> QUESTIONS TO ANSWER
a – According to the vascular surgery abstract, what was the study designed to assess?
b – Duplicate the portion of the vascular surgery abstract that opens with the words containing "Prognostic implications of" and closes with "of vascular disease.".
------ EXERCISE TEXT
Prognostic implications of diagnosing frailty and sarcopenia in vascular surgery practice.J Vasc Surg. 2019 Sep; 70(3):892-900.JV
Frailty and sarcopenia are related but independent conditions commonly diagnosed in older patients that can be used to assess their ability to tolerate the stress of major vascular surgery. For surgical decision-making, however, it is important to know the prognostic implications associated with each of these conditions. The study was designed to assess the association of frailty and sarcopenia phenotypes with long-term survival of patients undergoing surgical and nonsurgical management of vascular disease.
------------
------ STORED DATA
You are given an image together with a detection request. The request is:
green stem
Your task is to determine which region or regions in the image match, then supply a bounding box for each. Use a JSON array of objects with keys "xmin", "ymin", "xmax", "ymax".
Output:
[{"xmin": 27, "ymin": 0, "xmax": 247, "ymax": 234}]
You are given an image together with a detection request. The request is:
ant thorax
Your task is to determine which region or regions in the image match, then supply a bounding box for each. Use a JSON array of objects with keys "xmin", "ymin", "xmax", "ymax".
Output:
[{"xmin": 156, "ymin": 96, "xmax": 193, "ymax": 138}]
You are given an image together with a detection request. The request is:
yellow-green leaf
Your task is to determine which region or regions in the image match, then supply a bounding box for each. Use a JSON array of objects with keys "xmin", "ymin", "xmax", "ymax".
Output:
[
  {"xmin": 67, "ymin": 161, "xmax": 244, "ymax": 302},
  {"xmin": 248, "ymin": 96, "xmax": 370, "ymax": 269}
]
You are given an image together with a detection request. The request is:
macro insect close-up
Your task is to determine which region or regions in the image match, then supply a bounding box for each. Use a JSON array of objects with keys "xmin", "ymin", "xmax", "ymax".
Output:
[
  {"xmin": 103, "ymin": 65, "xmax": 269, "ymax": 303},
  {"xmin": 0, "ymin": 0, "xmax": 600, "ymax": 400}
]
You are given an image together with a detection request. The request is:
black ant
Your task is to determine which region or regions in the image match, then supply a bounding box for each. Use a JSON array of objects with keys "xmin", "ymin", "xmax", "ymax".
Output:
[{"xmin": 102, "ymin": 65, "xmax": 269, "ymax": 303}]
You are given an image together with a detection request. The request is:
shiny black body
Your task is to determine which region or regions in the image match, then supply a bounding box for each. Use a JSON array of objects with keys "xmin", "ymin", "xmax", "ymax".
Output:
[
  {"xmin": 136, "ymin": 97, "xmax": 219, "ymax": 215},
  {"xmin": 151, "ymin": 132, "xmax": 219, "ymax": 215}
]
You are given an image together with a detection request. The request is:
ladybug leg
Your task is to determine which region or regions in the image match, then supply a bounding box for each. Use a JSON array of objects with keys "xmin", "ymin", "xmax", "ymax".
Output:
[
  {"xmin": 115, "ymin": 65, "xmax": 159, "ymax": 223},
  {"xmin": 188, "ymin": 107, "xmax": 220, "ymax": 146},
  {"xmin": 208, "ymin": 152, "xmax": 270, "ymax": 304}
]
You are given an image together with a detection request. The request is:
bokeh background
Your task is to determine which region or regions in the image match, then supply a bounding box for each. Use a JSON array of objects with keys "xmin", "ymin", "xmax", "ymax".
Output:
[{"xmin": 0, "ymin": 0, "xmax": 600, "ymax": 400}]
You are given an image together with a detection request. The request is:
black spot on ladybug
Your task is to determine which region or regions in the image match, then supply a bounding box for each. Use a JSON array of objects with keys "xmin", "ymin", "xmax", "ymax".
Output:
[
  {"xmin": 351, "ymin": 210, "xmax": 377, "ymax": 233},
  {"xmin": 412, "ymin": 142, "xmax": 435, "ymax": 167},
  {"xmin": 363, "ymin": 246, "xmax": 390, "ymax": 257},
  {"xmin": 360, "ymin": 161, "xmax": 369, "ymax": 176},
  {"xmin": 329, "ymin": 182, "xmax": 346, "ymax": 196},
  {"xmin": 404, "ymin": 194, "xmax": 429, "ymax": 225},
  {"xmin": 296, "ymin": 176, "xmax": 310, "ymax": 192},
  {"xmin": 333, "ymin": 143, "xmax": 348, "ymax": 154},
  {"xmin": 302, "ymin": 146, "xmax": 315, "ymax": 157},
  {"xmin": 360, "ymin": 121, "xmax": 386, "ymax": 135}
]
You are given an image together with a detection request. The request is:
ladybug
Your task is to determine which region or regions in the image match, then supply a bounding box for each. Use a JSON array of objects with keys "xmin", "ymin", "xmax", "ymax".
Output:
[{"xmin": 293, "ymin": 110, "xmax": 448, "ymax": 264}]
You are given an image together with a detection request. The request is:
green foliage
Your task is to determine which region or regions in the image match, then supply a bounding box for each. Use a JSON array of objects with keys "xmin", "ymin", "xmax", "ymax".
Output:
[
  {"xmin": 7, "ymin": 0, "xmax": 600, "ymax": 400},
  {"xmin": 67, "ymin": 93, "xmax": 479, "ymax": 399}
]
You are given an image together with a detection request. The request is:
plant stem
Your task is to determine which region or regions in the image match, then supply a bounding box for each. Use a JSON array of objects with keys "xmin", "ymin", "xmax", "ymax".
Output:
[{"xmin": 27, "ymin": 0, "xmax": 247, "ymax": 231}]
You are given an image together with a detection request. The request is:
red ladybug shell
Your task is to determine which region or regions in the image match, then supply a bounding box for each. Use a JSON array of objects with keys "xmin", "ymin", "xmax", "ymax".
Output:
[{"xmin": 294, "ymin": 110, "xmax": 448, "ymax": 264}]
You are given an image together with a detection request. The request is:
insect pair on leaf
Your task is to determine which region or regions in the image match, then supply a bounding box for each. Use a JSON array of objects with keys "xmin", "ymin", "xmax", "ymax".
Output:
------------
> ANSWER SET
a – The association of frailty and sarcopenia phenotypes with long-term survival of patients undergoing surgical and nonsurgical management of vascular disease.

b –
Prognostic implications of diagnosing frailty and sarcopenia in vascular surgery practice.J Vasc Surg. 2019 Sep; 70(3):892-900.JV
Frailty and sarcopenia are related but independent conditions commonly diagnosed in older patients that can be used to assess their ability to tolerate the stress of major vascular surgery. For surgical decision-making, however, it is important to know the prognostic implications associated with each of these conditions. The study was designed to assess the association of frailty and sarcopenia phenotypes with long-term survival of patients undergoing surgical and nonsurgical management of vascular disease.